--- TO DO ---
Write out the part of the entries that opens with the line containing "in [532, 152]." and runs through the end of the entries, leaving out any pictures.
## START PROVIDED MATERIAL
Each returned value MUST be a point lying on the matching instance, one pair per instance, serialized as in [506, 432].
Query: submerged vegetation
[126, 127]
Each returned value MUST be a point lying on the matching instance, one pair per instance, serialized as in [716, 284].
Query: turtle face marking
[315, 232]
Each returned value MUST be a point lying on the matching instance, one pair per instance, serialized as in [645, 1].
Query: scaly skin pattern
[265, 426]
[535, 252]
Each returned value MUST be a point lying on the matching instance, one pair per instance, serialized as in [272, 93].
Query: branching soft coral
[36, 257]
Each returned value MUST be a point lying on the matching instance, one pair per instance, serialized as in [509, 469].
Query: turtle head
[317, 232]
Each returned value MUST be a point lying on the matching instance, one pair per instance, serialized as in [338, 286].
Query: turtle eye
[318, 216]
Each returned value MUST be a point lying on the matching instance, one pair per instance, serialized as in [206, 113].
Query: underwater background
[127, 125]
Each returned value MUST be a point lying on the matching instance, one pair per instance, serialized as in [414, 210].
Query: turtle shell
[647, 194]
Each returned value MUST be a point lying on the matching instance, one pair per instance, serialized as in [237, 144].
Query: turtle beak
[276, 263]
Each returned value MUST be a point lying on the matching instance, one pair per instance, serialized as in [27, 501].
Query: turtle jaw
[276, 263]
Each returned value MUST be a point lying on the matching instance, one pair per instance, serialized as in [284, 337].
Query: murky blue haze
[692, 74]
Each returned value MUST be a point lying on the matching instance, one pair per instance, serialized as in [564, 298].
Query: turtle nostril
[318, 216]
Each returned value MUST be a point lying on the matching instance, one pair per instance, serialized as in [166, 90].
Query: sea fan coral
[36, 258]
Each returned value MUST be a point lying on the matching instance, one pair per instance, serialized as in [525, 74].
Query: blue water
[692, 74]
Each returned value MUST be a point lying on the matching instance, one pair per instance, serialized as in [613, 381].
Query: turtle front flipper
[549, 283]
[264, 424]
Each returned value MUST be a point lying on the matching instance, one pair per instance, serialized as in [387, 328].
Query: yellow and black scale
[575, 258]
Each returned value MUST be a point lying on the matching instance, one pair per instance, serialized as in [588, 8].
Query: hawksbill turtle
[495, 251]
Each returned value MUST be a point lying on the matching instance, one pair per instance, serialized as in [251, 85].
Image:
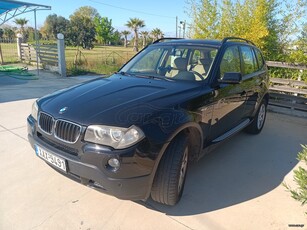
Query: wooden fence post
[61, 55]
[19, 41]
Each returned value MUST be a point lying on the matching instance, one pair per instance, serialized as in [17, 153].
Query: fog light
[114, 163]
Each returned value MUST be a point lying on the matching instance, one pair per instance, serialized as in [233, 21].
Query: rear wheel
[256, 126]
[170, 177]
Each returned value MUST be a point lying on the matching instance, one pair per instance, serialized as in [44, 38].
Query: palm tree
[144, 35]
[125, 33]
[157, 33]
[21, 22]
[134, 24]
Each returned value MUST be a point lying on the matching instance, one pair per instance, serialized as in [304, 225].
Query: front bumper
[132, 181]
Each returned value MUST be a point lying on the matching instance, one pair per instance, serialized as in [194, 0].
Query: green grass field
[99, 60]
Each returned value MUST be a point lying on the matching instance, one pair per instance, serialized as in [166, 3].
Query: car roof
[200, 42]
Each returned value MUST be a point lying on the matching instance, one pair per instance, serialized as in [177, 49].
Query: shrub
[300, 177]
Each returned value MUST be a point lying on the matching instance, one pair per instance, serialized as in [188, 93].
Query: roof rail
[237, 38]
[163, 39]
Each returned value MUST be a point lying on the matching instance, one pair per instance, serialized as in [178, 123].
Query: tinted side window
[249, 62]
[259, 59]
[230, 61]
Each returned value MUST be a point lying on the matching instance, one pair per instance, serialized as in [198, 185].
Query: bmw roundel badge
[63, 110]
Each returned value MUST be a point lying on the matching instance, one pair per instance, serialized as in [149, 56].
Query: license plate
[52, 159]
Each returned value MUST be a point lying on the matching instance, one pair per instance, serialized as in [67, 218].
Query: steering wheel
[198, 74]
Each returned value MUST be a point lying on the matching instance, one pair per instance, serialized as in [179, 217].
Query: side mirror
[231, 78]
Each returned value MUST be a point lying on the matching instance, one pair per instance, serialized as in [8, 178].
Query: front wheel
[256, 126]
[170, 177]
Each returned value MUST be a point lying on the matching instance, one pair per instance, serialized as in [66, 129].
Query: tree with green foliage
[8, 33]
[81, 30]
[125, 33]
[135, 24]
[53, 25]
[86, 12]
[205, 18]
[156, 34]
[116, 38]
[144, 36]
[300, 177]
[104, 29]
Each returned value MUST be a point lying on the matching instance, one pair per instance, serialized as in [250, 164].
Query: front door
[229, 99]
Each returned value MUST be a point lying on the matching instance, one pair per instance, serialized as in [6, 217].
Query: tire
[170, 177]
[256, 126]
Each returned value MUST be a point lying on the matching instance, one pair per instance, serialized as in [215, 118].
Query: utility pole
[183, 23]
[176, 26]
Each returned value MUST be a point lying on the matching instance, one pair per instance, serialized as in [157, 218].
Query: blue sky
[156, 14]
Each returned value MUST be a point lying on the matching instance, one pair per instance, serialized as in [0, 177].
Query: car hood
[113, 100]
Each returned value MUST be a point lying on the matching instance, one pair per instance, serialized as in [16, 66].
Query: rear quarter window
[249, 61]
[260, 59]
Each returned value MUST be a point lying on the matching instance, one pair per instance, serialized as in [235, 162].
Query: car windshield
[190, 63]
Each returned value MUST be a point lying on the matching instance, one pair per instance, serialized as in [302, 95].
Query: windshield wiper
[124, 73]
[139, 74]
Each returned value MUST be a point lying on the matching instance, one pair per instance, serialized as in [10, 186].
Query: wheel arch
[195, 136]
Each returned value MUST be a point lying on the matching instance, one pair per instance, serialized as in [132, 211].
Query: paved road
[238, 186]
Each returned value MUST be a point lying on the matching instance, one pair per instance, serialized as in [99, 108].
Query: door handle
[243, 93]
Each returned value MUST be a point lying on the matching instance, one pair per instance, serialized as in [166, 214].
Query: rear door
[253, 73]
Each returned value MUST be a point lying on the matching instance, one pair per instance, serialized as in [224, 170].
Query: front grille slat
[46, 123]
[67, 131]
[63, 130]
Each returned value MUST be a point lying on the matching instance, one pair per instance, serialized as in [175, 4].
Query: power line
[131, 10]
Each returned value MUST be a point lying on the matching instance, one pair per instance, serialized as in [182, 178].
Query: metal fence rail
[287, 93]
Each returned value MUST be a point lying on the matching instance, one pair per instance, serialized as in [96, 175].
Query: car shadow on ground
[242, 168]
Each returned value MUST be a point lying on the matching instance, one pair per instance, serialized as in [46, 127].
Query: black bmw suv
[133, 134]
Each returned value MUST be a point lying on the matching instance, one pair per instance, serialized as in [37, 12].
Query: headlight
[116, 137]
[34, 110]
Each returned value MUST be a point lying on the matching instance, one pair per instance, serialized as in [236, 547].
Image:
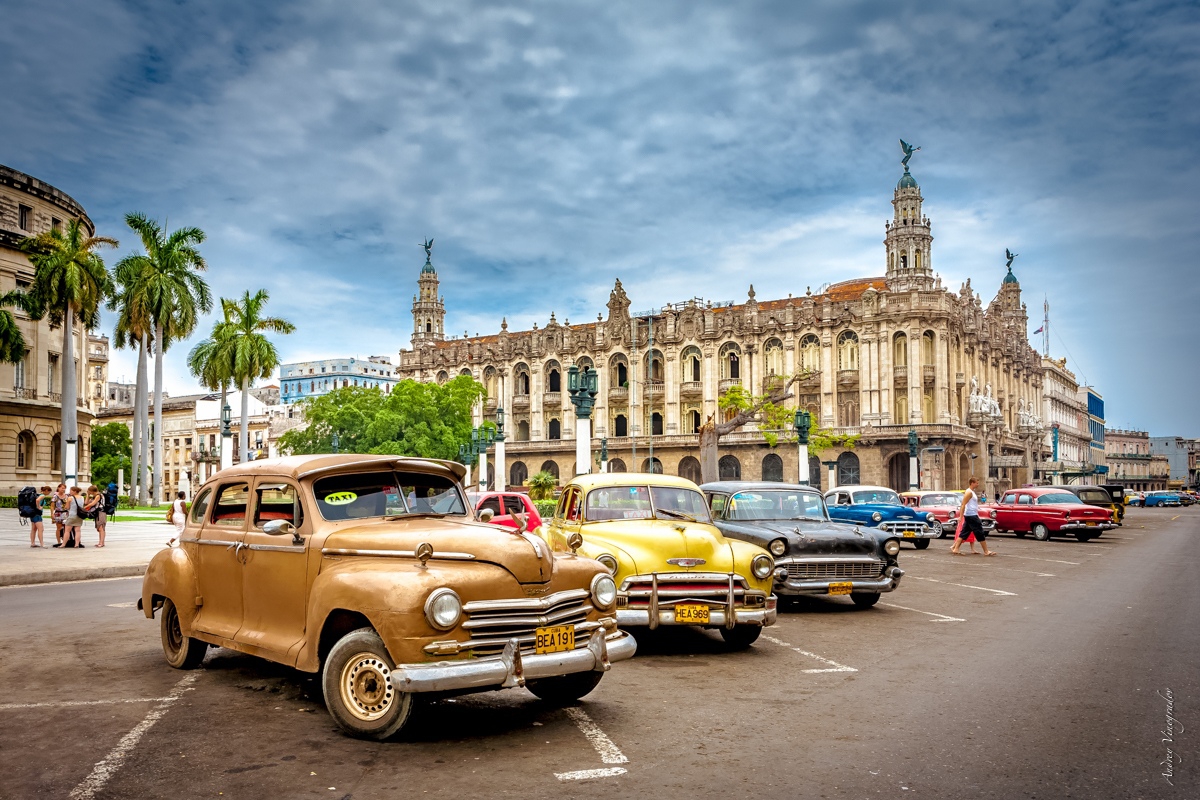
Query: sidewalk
[129, 546]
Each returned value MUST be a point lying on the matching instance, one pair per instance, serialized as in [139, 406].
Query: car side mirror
[282, 528]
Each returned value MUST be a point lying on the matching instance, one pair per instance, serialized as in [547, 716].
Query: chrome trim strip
[399, 554]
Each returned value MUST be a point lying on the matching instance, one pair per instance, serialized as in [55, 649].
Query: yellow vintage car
[672, 565]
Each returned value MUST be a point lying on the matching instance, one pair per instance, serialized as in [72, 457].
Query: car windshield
[876, 495]
[646, 503]
[387, 493]
[1057, 498]
[777, 504]
[941, 499]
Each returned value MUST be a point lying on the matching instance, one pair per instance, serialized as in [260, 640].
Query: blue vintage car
[813, 554]
[877, 506]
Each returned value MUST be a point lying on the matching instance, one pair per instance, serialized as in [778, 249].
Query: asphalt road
[1041, 673]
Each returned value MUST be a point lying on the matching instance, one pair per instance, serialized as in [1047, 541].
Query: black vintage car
[814, 555]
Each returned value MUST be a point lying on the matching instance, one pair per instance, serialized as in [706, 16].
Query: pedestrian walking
[73, 519]
[59, 512]
[970, 515]
[178, 516]
[95, 507]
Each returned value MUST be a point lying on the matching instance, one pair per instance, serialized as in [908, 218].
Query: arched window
[847, 469]
[729, 468]
[689, 469]
[25, 449]
[810, 353]
[731, 361]
[847, 350]
[773, 358]
[773, 468]
[652, 465]
[900, 350]
[691, 362]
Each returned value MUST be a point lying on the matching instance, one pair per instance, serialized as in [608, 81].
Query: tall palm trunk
[70, 420]
[136, 476]
[244, 434]
[157, 415]
[143, 402]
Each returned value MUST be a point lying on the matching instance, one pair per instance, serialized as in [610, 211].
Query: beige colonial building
[31, 391]
[881, 356]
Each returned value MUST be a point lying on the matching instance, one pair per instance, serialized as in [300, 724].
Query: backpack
[27, 503]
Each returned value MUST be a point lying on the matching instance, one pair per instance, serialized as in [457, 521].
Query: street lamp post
[501, 467]
[582, 388]
[803, 423]
[226, 438]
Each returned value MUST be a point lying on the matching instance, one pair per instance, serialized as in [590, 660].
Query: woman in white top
[178, 516]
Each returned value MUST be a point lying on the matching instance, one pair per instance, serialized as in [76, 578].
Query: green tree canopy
[417, 419]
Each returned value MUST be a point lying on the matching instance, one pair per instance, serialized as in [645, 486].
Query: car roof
[747, 486]
[597, 480]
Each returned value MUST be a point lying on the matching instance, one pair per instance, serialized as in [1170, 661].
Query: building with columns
[880, 356]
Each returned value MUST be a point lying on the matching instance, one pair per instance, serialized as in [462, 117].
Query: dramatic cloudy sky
[687, 148]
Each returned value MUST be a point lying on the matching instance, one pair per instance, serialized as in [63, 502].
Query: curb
[63, 576]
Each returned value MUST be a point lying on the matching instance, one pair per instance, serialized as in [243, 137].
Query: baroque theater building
[880, 356]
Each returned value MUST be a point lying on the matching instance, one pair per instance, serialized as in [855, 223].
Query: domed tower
[429, 310]
[907, 238]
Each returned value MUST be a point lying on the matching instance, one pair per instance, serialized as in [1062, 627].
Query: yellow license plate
[691, 614]
[558, 638]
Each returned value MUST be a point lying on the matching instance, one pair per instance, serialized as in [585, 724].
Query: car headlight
[443, 609]
[604, 591]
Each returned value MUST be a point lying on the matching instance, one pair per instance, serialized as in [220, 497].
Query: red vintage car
[503, 506]
[1045, 512]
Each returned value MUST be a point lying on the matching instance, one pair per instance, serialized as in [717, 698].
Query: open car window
[769, 504]
[364, 495]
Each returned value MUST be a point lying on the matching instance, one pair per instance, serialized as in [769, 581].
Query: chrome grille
[834, 570]
[492, 623]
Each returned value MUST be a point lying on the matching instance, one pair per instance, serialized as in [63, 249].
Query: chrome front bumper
[511, 668]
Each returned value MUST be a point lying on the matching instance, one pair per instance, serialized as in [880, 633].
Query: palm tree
[133, 325]
[255, 355]
[70, 282]
[174, 294]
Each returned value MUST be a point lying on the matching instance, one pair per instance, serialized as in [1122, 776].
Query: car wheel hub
[366, 686]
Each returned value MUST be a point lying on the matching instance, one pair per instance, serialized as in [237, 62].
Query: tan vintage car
[372, 571]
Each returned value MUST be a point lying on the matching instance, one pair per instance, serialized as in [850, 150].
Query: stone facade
[880, 356]
[31, 391]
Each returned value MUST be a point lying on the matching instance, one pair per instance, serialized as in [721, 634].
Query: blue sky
[687, 148]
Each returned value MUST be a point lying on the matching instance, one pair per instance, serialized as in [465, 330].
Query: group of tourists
[67, 509]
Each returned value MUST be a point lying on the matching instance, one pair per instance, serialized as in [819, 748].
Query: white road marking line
[1035, 558]
[609, 752]
[965, 585]
[942, 618]
[583, 775]
[107, 767]
[837, 667]
[11, 707]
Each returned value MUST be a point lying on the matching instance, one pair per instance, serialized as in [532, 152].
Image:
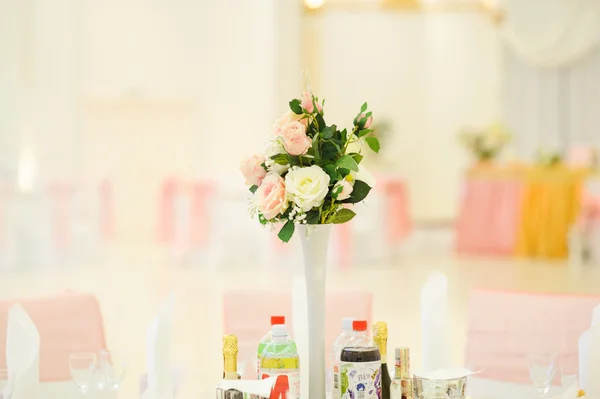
## END PROVIDED MATERIAL
--- TASK RESPONSE ---
Each returned value MUST be a point lying on the matching instance, one pair per instance, serialized as in [532, 152].
Image:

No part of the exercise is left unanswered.